PROBLEMS TO SOLVE
(a) In the article on word breaking, what title did Gilbert Adair give his English translation of Perec's novel?
(b) Reproduce everything in the article on word breaking from "Jeffrey Aronson: When" down to "what he meant).".

SOURCE TEXT
= = = = = = =
Jeffrey Aronson: When I use a word . . . Breaking worse

jeffrey_aronsonThere is a bewildering number of ways to break a word.

In metanalysis you reinterpret the form of a word, creating a new one. An umpire, for example, was originally a noumpere, from the old French word nonper, peerless, although one batsman suggested, when I gave him out, that it was from non père, fatherless (at least I think that’s what he meant).

Aphaeresis (Greek ἀφαίρεσις, removal) is the omission of elements from the beginning of a word—linguistic amputation. Examples include burger, cello, copter, phone, and statin. A bus was originally an omnibus (Latin, for all). Aphaeresis also means surgical excision, amputation, or tooth extraction (obsolete meanings). Plasmapheresis is separation of elements of the blood. In extracorporeal photopheresis, leukapheresed peripheral blood mononuclear cells are exposed to UVA light in the presence of the photosensitizer 8-methoxypsoralen and then reinfused, a technique that has been used to treat a range of conditions, including bronchiolitis obliterans, haematological malignancies, autoimmune diseases, and acute graft-versus-host disease.

Apocope (Greek ἀποκοπἡ, a cutting off) is the opposite, the omission of elements from the end of a word: kit for kitten, marge for margarine or Marge for Margery, journo for journalist, lab for laboratory, cipro for ciprofloxacin, simva for simvastatin.

Sometimes aphaeresis and apocope co-exist—linguistic phocomelia. Elizabeth becomes Liz or Liza and a detective a tec. From a quick Pubmed search, I found that “influenza” is much more commonly used in bioscience papers than “flu”, except that “flu-like” is almost as commonly used as “influenza-like” (table). I just thought you’d like to know that.

aronson_breaking worse table

Aphesis (Greek ἄφεσις, letting go) is “the gradual and unintentional loss of a short unaccented vowel at the beginning of a word” (OED). “Squire” for esquire, “ten…shun!” for attention! The process is similar to aphaeresis, and the two words are often used interchangeably. Aphesis sometimes produces a new word altogether: a slant is aslant, a longshoreman is one who works alongshore, the vanguard is avant garde, a bishop is episcopalian, and a sample is an example. In his lipogrammatic novel La Disparition, Georges Perec completely avoided using the letter e, although he couldn’t avoid it in the byline. When Gilbert Adair translated Perec’s novel into English he called it A Void, aphetically avoiding the use of the otherwise ubiquitous letter. Spaniards have difficulty in pronouncing English words that begin with s and they add an e at the start—prothesis, the opposite of aphesis; esnobismo is snobbery; and esmoquin is a dinner jacket. Conversely, English has words in which the initial Spanish e is dropped: España becomes Spain and estivador, a packer, becomes a stevedore.
= = = = = = =
(Natural-language descriptions of regions)
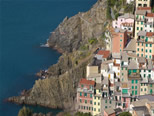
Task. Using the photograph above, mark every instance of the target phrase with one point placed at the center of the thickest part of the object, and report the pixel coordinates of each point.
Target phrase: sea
(24, 26)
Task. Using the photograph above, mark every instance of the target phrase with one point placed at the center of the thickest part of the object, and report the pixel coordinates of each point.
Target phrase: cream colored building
(139, 21)
(143, 88)
(145, 44)
(97, 98)
(143, 3)
(91, 69)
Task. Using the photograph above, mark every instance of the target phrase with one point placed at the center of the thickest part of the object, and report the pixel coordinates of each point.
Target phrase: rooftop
(87, 82)
(109, 111)
(144, 8)
(127, 15)
(149, 97)
(131, 46)
(142, 33)
(132, 65)
(150, 15)
(141, 110)
(141, 102)
(105, 53)
(150, 34)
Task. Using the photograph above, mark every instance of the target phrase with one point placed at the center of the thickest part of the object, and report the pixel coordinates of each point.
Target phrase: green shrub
(93, 41)
(82, 114)
(125, 114)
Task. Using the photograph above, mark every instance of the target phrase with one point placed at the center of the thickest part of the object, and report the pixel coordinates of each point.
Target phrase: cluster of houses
(121, 78)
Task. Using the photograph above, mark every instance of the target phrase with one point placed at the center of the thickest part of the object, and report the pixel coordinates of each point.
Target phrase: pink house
(109, 112)
(124, 19)
(85, 93)
(119, 41)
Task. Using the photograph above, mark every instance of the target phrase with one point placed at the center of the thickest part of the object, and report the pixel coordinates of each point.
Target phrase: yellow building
(143, 3)
(139, 21)
(143, 88)
(97, 98)
(145, 44)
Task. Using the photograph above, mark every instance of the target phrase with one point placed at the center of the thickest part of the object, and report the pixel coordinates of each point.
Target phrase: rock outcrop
(58, 90)
(74, 31)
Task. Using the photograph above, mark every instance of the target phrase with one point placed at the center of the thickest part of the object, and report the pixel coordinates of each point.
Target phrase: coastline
(67, 74)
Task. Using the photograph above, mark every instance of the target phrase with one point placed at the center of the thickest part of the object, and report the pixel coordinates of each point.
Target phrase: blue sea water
(24, 25)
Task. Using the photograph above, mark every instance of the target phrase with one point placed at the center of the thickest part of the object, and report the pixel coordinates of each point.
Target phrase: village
(120, 78)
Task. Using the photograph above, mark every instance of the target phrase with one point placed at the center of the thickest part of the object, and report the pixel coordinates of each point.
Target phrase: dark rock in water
(73, 31)
(58, 90)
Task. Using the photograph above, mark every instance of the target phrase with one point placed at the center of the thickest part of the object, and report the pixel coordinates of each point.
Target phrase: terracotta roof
(105, 53)
(150, 15)
(149, 34)
(87, 82)
(118, 65)
(128, 24)
(144, 8)
(124, 85)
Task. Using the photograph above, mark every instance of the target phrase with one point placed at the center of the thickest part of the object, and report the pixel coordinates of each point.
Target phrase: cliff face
(74, 31)
(59, 88)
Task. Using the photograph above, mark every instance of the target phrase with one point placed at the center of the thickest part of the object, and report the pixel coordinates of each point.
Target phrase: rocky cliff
(77, 37)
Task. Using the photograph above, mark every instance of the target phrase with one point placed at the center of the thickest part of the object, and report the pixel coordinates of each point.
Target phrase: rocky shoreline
(58, 89)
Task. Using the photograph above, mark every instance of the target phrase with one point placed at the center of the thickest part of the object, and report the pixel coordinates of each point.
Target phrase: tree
(125, 114)
(25, 112)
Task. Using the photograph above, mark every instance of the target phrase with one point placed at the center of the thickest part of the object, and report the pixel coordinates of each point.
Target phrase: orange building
(119, 41)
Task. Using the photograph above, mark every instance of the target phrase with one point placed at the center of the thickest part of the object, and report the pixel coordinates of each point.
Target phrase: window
(91, 95)
(135, 92)
(150, 56)
(135, 87)
(80, 93)
(124, 91)
(105, 101)
(137, 28)
(150, 51)
(146, 39)
(141, 22)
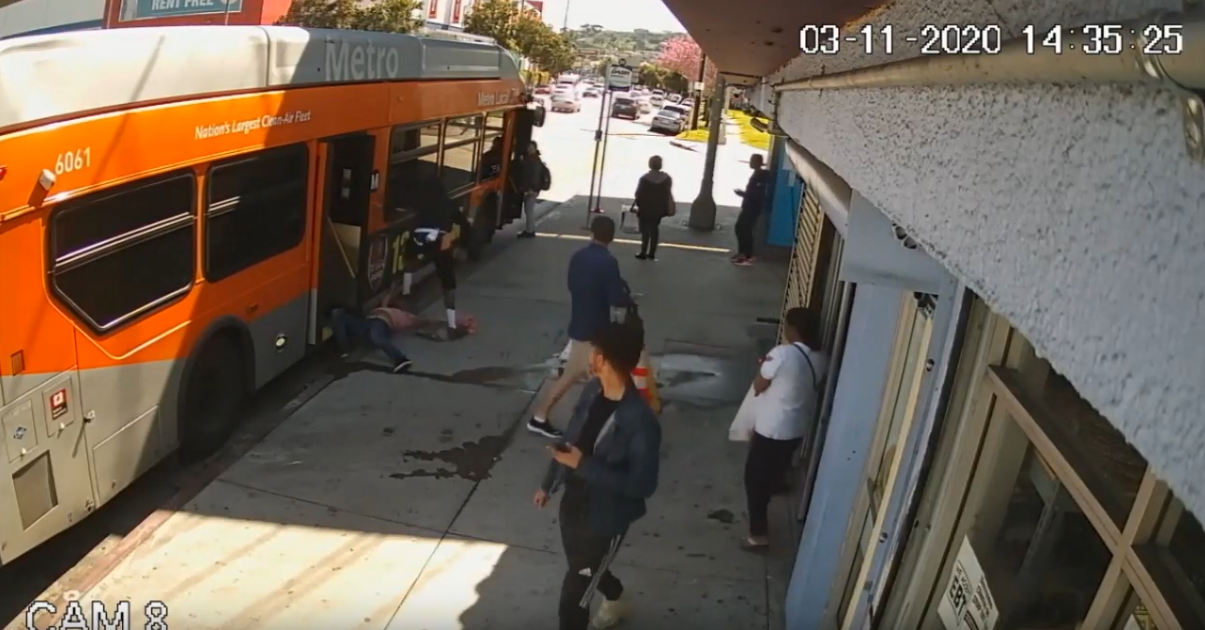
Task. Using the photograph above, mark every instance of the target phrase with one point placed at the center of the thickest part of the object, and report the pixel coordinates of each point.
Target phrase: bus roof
(54, 76)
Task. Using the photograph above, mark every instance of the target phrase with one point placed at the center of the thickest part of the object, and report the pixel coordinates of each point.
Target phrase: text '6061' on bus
(165, 254)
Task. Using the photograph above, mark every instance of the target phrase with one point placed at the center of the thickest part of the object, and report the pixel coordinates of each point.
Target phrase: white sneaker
(610, 613)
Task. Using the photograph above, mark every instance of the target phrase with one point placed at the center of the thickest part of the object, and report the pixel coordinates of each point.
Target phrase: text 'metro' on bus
(181, 206)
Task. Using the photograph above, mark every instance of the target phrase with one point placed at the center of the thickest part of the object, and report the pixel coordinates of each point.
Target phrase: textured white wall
(1074, 211)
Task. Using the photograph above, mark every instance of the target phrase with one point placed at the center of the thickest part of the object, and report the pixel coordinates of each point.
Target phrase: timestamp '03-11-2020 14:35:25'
(991, 39)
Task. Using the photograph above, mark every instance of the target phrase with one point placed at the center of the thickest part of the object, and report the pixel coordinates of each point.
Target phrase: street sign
(618, 78)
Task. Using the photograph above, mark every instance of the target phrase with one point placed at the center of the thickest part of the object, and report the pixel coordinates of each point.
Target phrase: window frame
(207, 206)
(57, 264)
(476, 140)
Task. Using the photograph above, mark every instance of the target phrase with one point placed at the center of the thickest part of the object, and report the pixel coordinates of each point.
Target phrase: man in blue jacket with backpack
(609, 465)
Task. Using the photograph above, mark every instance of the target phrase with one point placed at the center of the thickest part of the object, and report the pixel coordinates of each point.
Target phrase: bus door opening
(512, 196)
(348, 184)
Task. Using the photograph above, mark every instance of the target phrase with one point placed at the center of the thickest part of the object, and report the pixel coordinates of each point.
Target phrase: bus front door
(347, 183)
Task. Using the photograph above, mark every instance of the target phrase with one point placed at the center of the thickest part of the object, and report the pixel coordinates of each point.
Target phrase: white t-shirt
(788, 405)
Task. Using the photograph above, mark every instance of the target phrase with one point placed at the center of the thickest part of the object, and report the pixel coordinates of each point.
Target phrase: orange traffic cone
(646, 382)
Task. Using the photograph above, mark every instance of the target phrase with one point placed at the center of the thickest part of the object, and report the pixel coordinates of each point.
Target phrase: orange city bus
(181, 206)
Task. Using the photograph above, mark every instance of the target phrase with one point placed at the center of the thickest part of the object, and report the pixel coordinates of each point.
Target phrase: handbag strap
(816, 384)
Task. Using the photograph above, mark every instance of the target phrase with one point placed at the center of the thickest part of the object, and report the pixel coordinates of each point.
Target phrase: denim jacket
(624, 467)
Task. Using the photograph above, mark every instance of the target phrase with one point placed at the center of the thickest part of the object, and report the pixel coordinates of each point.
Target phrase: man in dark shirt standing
(595, 290)
(609, 465)
(752, 202)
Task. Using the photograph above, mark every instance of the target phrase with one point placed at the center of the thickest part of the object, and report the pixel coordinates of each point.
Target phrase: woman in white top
(787, 388)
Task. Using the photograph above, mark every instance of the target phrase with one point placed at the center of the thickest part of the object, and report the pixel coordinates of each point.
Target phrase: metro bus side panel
(130, 376)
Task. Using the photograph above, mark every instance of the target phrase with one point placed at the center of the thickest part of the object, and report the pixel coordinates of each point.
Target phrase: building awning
(752, 39)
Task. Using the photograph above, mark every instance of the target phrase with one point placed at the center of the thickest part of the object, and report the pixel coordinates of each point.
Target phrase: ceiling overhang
(752, 39)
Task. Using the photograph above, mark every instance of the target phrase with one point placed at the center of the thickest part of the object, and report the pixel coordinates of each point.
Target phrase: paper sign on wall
(968, 602)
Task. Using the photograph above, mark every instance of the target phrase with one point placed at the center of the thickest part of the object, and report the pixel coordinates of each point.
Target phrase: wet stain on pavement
(722, 516)
(470, 460)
= = = = = = =
RESPONSE LIST
(a) A Void

(b)
Jeffrey Aronson: When I use a word . . . Breaking worse

jeffrey_aronsonThere is a bewildering number of ways to break a word.

In metanalysis you reinterpret the form of a word, creating a new one. An umpire, for example, was originally a noumpere, from the old French word nonper, peerless, although one batsman suggested, when I gave him out, that it was from non père, fatherless (at least I think that’s what he meant).